▶ [PROMPT]
Look through the records below, and copy out every line that holds the string "query".

[Dataset records]
=== Begin Enclosure ===
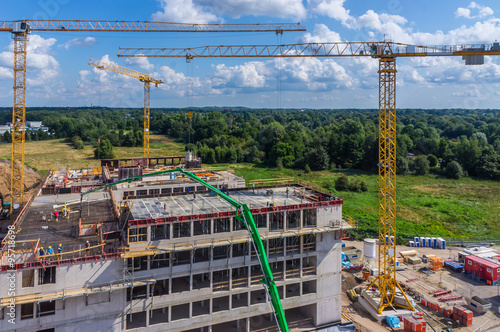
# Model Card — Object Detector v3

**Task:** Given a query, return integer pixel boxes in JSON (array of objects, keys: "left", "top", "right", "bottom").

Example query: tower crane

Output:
[
  {"left": 0, "top": 20, "right": 305, "bottom": 214},
  {"left": 118, "top": 41, "right": 500, "bottom": 314},
  {"left": 88, "top": 58, "right": 163, "bottom": 160}
]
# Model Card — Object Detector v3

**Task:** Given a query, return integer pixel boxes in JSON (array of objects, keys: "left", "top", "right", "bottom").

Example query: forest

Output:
[{"left": 0, "top": 107, "right": 499, "bottom": 181}]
=== End Enclosure ===
▶ [EXERCISE RESULT]
**Task:** Given a query, return integer pixel boxes in JSON (array of objects, keys: "left", "top", "right", "bottom").
Example query: tower crane
**Task:** Given a query, return integer pixel boxes in JSON (array of objects, keys: "left", "top", "right", "bottom").
Example query: forest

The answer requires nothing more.